Task to complete:
Edit the items below, changing "evenodd" to "nonzero" wherever it occurs and leaving everything else as it is.

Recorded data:
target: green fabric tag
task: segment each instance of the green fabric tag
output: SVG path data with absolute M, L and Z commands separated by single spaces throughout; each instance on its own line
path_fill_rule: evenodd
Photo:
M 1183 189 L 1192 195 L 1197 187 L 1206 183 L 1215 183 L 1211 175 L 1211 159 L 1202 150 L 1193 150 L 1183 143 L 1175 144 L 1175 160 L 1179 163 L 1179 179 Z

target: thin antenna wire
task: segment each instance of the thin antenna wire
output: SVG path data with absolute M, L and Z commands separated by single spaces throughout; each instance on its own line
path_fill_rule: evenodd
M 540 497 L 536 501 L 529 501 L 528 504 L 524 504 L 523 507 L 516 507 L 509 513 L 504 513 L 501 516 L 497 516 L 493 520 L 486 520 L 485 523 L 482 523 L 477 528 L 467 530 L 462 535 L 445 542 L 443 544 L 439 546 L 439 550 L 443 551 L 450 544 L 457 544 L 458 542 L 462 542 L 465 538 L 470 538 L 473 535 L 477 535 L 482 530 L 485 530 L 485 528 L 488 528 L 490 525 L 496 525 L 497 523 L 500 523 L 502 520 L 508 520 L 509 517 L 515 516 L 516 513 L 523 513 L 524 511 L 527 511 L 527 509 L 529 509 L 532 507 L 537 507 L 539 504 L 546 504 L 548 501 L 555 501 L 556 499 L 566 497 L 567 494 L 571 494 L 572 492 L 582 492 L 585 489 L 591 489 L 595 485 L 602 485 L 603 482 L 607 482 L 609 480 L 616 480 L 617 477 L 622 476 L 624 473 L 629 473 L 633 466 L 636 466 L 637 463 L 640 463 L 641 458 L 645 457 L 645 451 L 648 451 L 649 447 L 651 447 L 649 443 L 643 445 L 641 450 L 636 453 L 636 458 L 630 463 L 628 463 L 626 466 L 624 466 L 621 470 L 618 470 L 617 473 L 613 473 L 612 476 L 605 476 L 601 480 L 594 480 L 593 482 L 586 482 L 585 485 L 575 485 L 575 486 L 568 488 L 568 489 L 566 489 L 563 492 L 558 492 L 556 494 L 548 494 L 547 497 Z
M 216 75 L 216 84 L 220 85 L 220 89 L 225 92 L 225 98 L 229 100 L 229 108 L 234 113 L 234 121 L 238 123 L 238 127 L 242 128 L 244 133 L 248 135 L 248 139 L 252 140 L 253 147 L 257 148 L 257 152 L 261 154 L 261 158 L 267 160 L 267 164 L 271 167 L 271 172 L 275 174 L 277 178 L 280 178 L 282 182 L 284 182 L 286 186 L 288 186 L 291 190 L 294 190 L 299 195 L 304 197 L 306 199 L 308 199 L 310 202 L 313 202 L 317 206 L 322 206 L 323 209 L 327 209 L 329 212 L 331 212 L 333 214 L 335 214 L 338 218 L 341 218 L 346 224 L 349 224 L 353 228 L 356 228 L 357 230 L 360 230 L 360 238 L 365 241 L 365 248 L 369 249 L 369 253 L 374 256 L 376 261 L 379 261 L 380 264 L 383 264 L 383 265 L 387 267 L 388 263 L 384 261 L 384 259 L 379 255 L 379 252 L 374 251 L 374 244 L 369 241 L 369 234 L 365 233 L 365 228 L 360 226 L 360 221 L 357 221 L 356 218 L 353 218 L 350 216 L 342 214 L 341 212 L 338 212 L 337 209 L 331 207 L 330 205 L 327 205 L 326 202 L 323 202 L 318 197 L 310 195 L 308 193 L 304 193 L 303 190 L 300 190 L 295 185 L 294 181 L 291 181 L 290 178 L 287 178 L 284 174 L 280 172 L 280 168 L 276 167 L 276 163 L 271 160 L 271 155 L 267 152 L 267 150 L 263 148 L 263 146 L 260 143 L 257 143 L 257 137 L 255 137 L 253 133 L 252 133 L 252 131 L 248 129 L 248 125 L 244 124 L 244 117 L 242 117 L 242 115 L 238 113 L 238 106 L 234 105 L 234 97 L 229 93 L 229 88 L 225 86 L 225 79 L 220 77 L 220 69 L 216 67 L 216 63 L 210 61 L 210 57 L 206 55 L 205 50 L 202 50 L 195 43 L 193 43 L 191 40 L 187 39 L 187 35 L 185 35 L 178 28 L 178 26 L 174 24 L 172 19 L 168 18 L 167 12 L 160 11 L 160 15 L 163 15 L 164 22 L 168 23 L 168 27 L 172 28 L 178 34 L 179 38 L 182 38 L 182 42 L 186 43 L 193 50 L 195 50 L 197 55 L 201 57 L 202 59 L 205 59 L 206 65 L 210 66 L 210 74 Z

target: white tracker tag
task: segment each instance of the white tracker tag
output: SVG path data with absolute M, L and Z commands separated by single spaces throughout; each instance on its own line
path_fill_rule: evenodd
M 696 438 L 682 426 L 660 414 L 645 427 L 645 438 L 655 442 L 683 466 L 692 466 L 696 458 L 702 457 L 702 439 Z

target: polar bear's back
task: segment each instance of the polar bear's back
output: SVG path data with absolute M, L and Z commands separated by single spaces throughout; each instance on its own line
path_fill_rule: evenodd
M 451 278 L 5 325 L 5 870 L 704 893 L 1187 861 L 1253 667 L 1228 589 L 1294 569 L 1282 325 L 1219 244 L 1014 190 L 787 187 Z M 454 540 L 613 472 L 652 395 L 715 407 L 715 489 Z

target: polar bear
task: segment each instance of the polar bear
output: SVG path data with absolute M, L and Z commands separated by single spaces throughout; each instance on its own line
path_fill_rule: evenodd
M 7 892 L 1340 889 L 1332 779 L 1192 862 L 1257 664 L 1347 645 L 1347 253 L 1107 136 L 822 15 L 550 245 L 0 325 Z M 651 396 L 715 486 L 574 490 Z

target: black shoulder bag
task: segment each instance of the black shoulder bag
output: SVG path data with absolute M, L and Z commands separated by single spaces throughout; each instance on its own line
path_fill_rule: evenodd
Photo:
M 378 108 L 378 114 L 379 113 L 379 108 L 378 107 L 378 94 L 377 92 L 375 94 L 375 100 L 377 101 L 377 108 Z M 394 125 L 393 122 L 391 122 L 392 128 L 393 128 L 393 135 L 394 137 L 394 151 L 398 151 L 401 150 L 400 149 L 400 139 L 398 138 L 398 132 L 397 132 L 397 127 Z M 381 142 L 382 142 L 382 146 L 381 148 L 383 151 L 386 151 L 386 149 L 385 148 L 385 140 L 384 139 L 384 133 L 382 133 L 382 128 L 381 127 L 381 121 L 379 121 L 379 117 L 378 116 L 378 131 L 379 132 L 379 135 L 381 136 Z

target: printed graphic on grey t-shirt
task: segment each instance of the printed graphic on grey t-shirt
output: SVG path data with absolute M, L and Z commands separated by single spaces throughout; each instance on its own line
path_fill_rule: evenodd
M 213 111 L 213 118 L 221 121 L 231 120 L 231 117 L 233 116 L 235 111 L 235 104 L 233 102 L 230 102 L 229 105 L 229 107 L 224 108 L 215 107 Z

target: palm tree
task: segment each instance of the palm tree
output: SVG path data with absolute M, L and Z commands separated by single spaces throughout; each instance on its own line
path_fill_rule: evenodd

Expected answer:
target: green fabric tag
task: segment each instance of the green fabric tag
output: SVG path data with absolute M, L and Z commands separated by single spaces throughout; each instance on its own line
path_fill_rule: nonzero
Photo:
M 1183 189 L 1192 195 L 1197 187 L 1206 183 L 1215 183 L 1211 175 L 1211 159 L 1202 150 L 1193 150 L 1183 143 L 1175 144 L 1175 160 L 1179 163 L 1179 179 Z

target: thin antenna wire
task: segment each instance of the thin antenna wire
output: SVG path data with absolute M, L and Z commands separated by single spaces throughout; each instance on its own line
path_fill_rule: nonzero
M 540 497 L 536 501 L 529 501 L 528 504 L 524 504 L 523 507 L 516 507 L 509 513 L 504 513 L 501 516 L 497 516 L 493 520 L 486 520 L 485 523 L 482 523 L 477 528 L 467 530 L 462 535 L 445 542 L 443 544 L 439 546 L 439 550 L 443 551 L 450 544 L 457 544 L 458 542 L 462 542 L 465 538 L 470 538 L 473 535 L 477 535 L 482 530 L 485 530 L 485 528 L 488 528 L 490 525 L 496 525 L 497 523 L 500 523 L 502 520 L 508 520 L 509 517 L 515 516 L 516 513 L 523 513 L 524 511 L 527 511 L 527 509 L 529 509 L 532 507 L 537 507 L 539 504 L 546 504 L 548 501 L 555 501 L 556 499 L 566 497 L 567 494 L 571 494 L 572 492 L 582 492 L 585 489 L 591 489 L 595 485 L 602 485 L 603 482 L 607 482 L 609 480 L 616 480 L 617 477 L 622 476 L 624 473 L 629 473 L 633 466 L 636 466 L 637 463 L 640 463 L 641 458 L 645 457 L 645 451 L 648 451 L 649 447 L 651 447 L 649 443 L 643 445 L 641 450 L 636 453 L 636 458 L 630 463 L 628 463 L 626 466 L 624 466 L 621 470 L 618 470 L 617 473 L 613 473 L 612 476 L 605 476 L 601 480 L 594 480 L 593 482 L 586 482 L 585 485 L 575 485 L 575 486 L 568 488 L 568 489 L 566 489 L 563 492 L 558 492 L 556 494 L 548 494 L 547 497 Z
M 216 75 L 216 84 L 220 85 L 220 89 L 225 92 L 225 98 L 229 100 L 229 108 L 234 113 L 234 121 L 238 123 L 238 127 L 242 128 L 244 133 L 248 135 L 248 139 L 252 140 L 253 147 L 257 148 L 257 152 L 261 154 L 261 158 L 267 160 L 267 164 L 271 167 L 271 172 L 275 174 L 277 178 L 280 178 L 282 182 L 284 182 L 286 186 L 288 186 L 291 190 L 294 190 L 299 195 L 304 197 L 306 199 L 308 199 L 310 202 L 313 202 L 317 206 L 322 206 L 323 209 L 327 209 L 329 212 L 331 212 L 333 214 L 335 214 L 338 218 L 341 218 L 346 224 L 349 224 L 353 228 L 356 228 L 357 230 L 360 230 L 360 238 L 365 241 L 365 248 L 369 249 L 369 253 L 374 256 L 376 261 L 379 261 L 380 264 L 383 264 L 383 265 L 387 267 L 388 263 L 384 261 L 384 259 L 379 255 L 379 252 L 374 251 L 374 244 L 369 241 L 369 234 L 365 233 L 365 228 L 360 226 L 360 221 L 357 221 L 356 218 L 353 218 L 350 216 L 342 214 L 341 212 L 338 212 L 337 209 L 331 207 L 330 205 L 327 205 L 326 202 L 323 202 L 318 197 L 310 195 L 308 193 L 304 193 L 303 190 L 300 190 L 295 185 L 294 181 L 291 181 L 290 178 L 287 178 L 284 174 L 280 172 L 280 168 L 276 167 L 276 163 L 271 160 L 271 155 L 267 152 L 267 150 L 263 148 L 263 146 L 260 143 L 257 143 L 257 137 L 255 137 L 253 133 L 252 133 L 252 131 L 248 129 L 248 125 L 244 124 L 244 117 L 242 117 L 242 115 L 238 113 L 238 106 L 234 105 L 234 97 L 229 93 L 229 88 L 225 86 L 225 79 L 220 77 L 220 69 L 216 67 L 216 63 L 210 61 L 210 57 L 206 55 L 205 50 L 202 50 L 195 43 L 193 43 L 191 40 L 187 39 L 187 35 L 185 35 L 178 28 L 178 26 L 174 24 L 172 19 L 168 18 L 167 12 L 160 11 L 160 15 L 163 15 L 164 22 L 168 23 L 168 27 L 172 28 L 178 34 L 179 38 L 182 38 L 182 42 L 186 43 L 193 50 L 195 50 L 197 55 L 201 57 L 202 59 L 205 59 L 206 65 L 210 66 L 210 74 Z

target: white tracker tag
task: segment each instance of the white tracker tag
output: SVG path data with absolute M, L and Z commands separated by single spaces throughout; each instance on its own line
path_fill_rule: nonzero
M 696 438 L 682 426 L 660 414 L 645 427 L 645 438 L 655 442 L 683 466 L 692 466 L 696 458 L 702 457 L 702 439 Z

target: polar bear's back
task: segment each instance of the polar bear's back
output: SVG path data with absolute M, L and Z commands separated by single spaces throughout; each instance on its own line
path_fill_rule: nonzero
M 451 278 L 5 325 L 5 870 L 704 893 L 1187 861 L 1253 667 L 1228 589 L 1294 569 L 1282 325 L 1219 244 L 1014 190 L 787 187 Z M 454 540 L 613 472 L 652 395 L 715 407 L 715 489 Z

target: polar bear
task: segment each instance of the polar bear
output: SVG path data with absolute M, L and Z commands separated by single spaces throughout; each instance on its own line
path_fill_rule: nonzero
M 7 892 L 1340 889 L 1332 779 L 1192 862 L 1257 664 L 1347 645 L 1347 253 L 1107 136 L 822 15 L 550 245 L 0 325 Z M 651 396 L 715 486 L 574 490 Z

target: black shoulder bag
task: segment each instance of the black shoulder bag
output: SVG path data with absolute M, L and Z commands separated by single spaces throughout; each instance on its own line
path_fill_rule: nonzero
Photo:
M 378 108 L 378 114 L 379 113 L 379 108 L 378 107 L 378 94 L 377 92 L 375 94 L 375 100 L 377 101 L 377 108 Z M 394 125 L 393 122 L 391 122 L 392 128 L 393 128 L 393 135 L 394 137 L 394 151 L 398 151 L 401 150 L 400 149 L 400 139 L 398 138 L 398 132 L 397 132 L 397 127 Z M 381 142 L 382 142 L 382 146 L 381 148 L 383 151 L 386 151 L 386 149 L 385 148 L 385 140 L 384 139 L 384 133 L 382 133 L 382 128 L 381 127 L 381 121 L 379 121 L 379 117 L 378 116 L 378 131 L 379 132 L 379 135 L 381 136 Z

target: printed graphic on grey t-shirt
task: segment each instance of the printed graphic on grey t-shirt
output: SVG path data with absolute M, L and Z commands separated by single spaces throughout; each instance on its own line
path_fill_rule: nonzero
M 213 111 L 213 118 L 221 121 L 231 120 L 231 117 L 233 116 L 235 111 L 235 104 L 233 102 L 230 102 L 229 105 L 229 107 L 224 108 L 215 107 Z

target: palm tree
task: segment each instance of the palm tree
output: SVG path data with absolute M, L and Z commands separated by single spaces throughout; each instance on its own line
path_fill_rule: nonzero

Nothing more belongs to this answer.